- [Schriftliche Aufgabe 1] Prüfen Sie an der Stellungnahme zur Finanzsituation in Löhnberg, ob die Aussagen (a) bis (c) zutreffen, und belegen Sie jedes Ja oder Nein mit den entscheidenden Worten wörtlich aus dem Text. (a) Die Sitzung der Gemeindevertretung fand im Bürgerhaus „Löhnberger Lilie“ statt. (b) Ulrich Reichard sitzt seit fünf Jahren im Gemeindevorstand. (c) Der Hessische Rundfunk berichtete unter dem Titel „Löhnberg vor der Zahlungsunfähigkeit“.
- [Schriftliche Aufgabe 2] Schreiben Sie die Stellungnahme zur Finanzsituation in Löhnberg im selben sachlichen Ton ab ihrem letzten Satz weiter.

- [Dokumenttext]

Stellungnahme des Fraktionsvorsitzenden der Fraktion „Freie Wähler – Bürger für Bürger“ über die Berichte zur Finanzsituation in Löhnberg

Mit großen Interesse habe ich die Presse-Veröffentlichungen vom Hessischen Rundfunk „Gemeinde Löhnberg ist zahlungsunfähig“ und im Weilburger Tageblatt „Löhnberg vor der Zahlungsunfähigkeit“ gelesen. Man bezieht sich auf die jüngste Sitzung der Gemeindevertretung Löhnberg vom Donnerstag, den 23. Mai 2024 im Bürgerhaus „Löhnberger Lilie“.

In beiden Berichten beziehen sich die jeweiligen Redakteure unter anderem auf Aussagen des derzeitigen “Stellvertreters des Stellvertreters” von Bürgermeister Frank Schmidt (SPD). Meine Fraktion und ich sehen hier jedoch einigen Klärungsbedarf. So behauptet Herr Ulrich Reichard (SPD) laut diesen Berichten, dass er erst seit Mitte Mai von den Problemen Kenntnis habe. Diese Behauptung von Herrn Ulrich Reichard (SPD) kann jedoch nicht unkommentiert bleiben.

Als Parteifreund des Bürgermeisters sitzt Herr Ulrich Reichard seit 3 Jahren für die SPD im Gemeindevorstand. In dieser Zeit wurde der gesamte Gemeindevorstand mehrfach von unserem Vorstandsmitglied Herrn Alexander Pfeiffer (Freie Wähler – Bürger für Bürger) nachweislich schriftlich über die desolate Haushaltssituation informiert.

- [Daten]
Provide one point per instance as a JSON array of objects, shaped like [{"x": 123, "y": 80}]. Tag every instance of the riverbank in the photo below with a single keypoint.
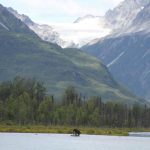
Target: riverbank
[{"x": 68, "y": 130}]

- [Ergebnis 1]
(a) Ja: »im Bürgerhaus „Löhnberger Lilie“«
(b) Nein: »sitzt Herr Ulrich Reichard seit 3 Jahren für die SPD im Gemeindevorstand«
(c) Nein: »vom Hessischen Rundfunk „Gemeinde Löhnberg ist zahlungsunfähig“«

- [Ergebnis 2]
Zur Historie:

Bereits im Jahr 2019 hatte der Landesrechnungshof in seinem Kommunalbericht auf die desolate finanzielle Situation der Gemeinde Löhnberg hingewiesen. Auch der Hessische Rundfunk (HR) hat seinerzeit ausführlich in der Hessenschau darüber berichtet. Bereits damals schrillten bei uns die Alarmglocken, dass hier irgendetwas nicht stimmt. Es wurde uns Bürgern immer erklärt, dass Löhnberg spitzenmäßig da steht.

Der Bürgermeister präsentierte Haushaltspläne, die positive Ergebnisse aufwiesen. Aufgrund dieser Zahlenwerke, die von mir im letzten Jahr als “Phantasiezahlen” bezeichnetet wurden, sind die Haushalte Jahr für Jahr von den Aufsichtsbehörden genehmigt worden. Offenbar wurden diese Zahlen jedoch nie überprüft.

Die tatsächlichen Ergebnisse der Haushaltsjahre erwiesen sich als deutlich schlechter als erwartet. So wandelte sich beispielsweise ein prognostizierter Überschuss von ca. 1 Mio. € plötzlich in ein Defizit von ca. 1 Mio. €.

Trotz dieser Entwicklungen wurden weiterhin zahlreiche äußerst kostspielige “Leuchtturmprojekte” initiiert und auch umgesetzt, die teils Millioneninvestitionen erforderten. Die Finanzierung erfolgte dabei fast ausschließlich durch neue Kreditaufnahmen.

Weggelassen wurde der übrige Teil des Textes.